*TASK REQUIREMENTS*
Reproduce exactly the lines from the one containing "Query: white daisy" through the end of the entries, including both. Drop the pictures.

Start of EXTRACTED DATA

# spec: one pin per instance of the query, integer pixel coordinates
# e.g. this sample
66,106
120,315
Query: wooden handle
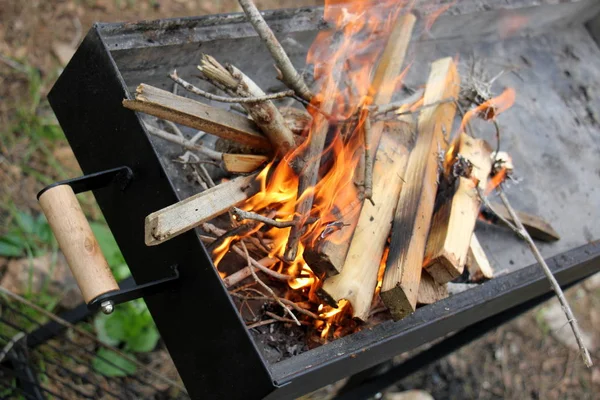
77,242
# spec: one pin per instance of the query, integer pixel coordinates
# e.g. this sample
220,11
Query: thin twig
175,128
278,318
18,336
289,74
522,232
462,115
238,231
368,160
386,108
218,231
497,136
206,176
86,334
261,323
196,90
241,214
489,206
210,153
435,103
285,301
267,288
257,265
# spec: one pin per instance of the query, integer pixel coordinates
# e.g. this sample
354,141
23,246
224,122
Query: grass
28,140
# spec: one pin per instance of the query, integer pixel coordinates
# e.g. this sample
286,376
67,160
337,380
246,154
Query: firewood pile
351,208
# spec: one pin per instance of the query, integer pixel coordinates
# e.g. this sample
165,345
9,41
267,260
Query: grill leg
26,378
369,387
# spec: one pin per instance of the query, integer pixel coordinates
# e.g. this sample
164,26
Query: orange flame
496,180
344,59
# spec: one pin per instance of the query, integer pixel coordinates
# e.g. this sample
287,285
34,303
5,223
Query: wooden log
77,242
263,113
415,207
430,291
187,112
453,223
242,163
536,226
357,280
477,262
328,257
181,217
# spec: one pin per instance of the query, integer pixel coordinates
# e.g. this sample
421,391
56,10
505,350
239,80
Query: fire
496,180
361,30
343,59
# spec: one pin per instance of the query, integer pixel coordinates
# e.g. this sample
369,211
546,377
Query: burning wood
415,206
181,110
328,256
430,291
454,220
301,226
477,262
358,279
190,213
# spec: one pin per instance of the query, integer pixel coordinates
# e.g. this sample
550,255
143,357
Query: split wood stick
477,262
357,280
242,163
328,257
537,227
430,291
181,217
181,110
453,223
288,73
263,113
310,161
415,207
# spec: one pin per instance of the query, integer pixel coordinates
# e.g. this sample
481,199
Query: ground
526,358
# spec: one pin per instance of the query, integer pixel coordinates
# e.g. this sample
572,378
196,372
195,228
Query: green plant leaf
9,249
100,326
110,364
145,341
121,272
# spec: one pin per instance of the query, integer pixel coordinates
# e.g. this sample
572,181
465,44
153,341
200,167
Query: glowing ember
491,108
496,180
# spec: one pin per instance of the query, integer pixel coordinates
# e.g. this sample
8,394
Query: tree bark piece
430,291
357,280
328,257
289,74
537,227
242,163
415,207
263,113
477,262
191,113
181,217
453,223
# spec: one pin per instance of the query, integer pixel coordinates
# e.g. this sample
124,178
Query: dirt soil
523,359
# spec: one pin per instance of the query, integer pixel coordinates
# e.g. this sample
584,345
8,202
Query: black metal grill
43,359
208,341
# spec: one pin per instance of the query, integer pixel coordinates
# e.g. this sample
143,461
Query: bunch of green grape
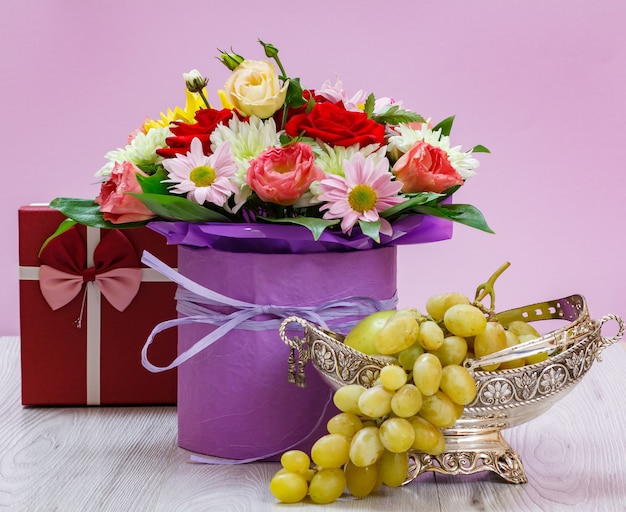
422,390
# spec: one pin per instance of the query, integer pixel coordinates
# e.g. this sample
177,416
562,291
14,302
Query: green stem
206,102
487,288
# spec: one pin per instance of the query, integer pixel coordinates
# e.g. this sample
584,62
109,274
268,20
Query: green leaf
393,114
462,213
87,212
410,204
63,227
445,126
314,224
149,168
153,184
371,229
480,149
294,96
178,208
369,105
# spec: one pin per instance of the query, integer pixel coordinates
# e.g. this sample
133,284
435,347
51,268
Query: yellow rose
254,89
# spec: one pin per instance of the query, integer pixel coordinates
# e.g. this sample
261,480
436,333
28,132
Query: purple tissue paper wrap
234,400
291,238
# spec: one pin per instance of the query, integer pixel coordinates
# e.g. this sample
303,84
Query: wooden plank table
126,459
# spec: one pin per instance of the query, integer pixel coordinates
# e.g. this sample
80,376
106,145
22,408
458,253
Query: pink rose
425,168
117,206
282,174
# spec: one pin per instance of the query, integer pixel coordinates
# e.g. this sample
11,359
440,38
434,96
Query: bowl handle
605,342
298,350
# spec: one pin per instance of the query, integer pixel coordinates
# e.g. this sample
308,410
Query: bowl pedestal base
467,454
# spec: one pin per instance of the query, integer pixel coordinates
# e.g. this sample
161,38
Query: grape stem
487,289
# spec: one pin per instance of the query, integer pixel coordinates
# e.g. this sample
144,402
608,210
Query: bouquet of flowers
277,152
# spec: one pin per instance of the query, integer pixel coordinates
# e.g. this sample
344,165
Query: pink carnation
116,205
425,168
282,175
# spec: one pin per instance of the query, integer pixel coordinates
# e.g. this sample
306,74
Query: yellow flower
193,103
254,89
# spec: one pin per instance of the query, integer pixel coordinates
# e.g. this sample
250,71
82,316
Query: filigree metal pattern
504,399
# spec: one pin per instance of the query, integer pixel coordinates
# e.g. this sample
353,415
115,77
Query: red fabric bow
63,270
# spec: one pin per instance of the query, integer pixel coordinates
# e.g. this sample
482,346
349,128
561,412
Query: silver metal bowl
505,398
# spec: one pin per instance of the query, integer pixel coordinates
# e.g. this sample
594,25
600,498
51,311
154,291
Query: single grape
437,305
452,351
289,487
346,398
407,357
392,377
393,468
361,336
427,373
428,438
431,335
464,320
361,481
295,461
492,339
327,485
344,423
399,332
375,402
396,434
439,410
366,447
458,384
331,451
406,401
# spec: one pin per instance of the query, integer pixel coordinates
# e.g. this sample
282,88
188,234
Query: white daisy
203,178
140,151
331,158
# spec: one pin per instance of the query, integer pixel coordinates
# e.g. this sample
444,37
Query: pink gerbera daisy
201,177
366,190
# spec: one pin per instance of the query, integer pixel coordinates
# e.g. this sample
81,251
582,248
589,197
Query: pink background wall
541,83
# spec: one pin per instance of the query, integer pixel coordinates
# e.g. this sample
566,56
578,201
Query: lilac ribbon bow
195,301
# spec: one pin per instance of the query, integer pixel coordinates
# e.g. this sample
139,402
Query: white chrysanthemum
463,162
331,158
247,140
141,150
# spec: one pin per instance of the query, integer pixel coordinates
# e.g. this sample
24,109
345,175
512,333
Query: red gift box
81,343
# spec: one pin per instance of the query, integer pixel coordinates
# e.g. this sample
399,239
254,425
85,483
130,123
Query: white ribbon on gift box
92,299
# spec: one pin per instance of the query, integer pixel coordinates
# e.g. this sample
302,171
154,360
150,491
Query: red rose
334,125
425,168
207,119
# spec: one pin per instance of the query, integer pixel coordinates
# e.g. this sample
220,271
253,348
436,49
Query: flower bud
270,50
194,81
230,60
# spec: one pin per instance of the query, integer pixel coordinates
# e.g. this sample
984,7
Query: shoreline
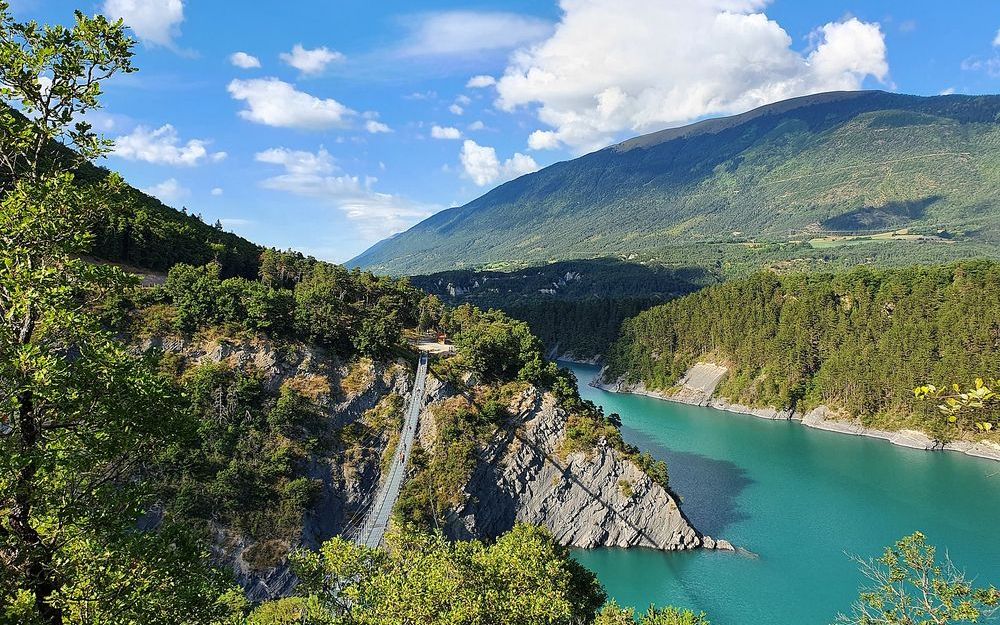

End of EXTRACTED DATA

*PROBLEM SOLUTION*
Query: white daisy
203,178
140,151
331,158
# spec: one pin per instance of the query, integer pixel coordinates
# e.g. this sample
444,37
Query: pink gerbera daisy
201,177
366,190
# spec: one pin per instance of the query, integer pixel coordinates
# e.g. this sample
81,251
582,248
589,197
Query: pink background wall
541,83
# spec: one pin per instance of the query, integer pixel coordinates
# e.g. this sample
566,56
578,201
Query: lilac ribbon bow
195,301
# spec: one pin per instance of the query, integer pixel coordinates
# e.g. this sample
139,402
Query: white chrysanthemum
463,162
331,158
247,140
141,150
# spec: one pin per instance of the query, integer pixel coordinates
# e.g. this sample
24,109
345,175
512,333
Query: red gift box
81,343
# spec: one pin per instance of the query, integer pixel coordinates
# e.g. this sample
399,239
254,425
85,483
130,123
Query: white ribbon on gift box
92,299
# spec: one pin per instance of the query, integer pixel coordinates
# e.g. this sample
302,171
154,360
150,491
Query: red rose
334,125
425,168
207,119
# spec: one pin per instance of the query, integer pixel coordinates
# e.g. this sample
220,271
253,348
436,49
Query: flower bud
270,50
194,81
230,60
# spec: one pin per instance of the query, integer pixel coordinates
# e.g. this sample
984,7
Query: shoreline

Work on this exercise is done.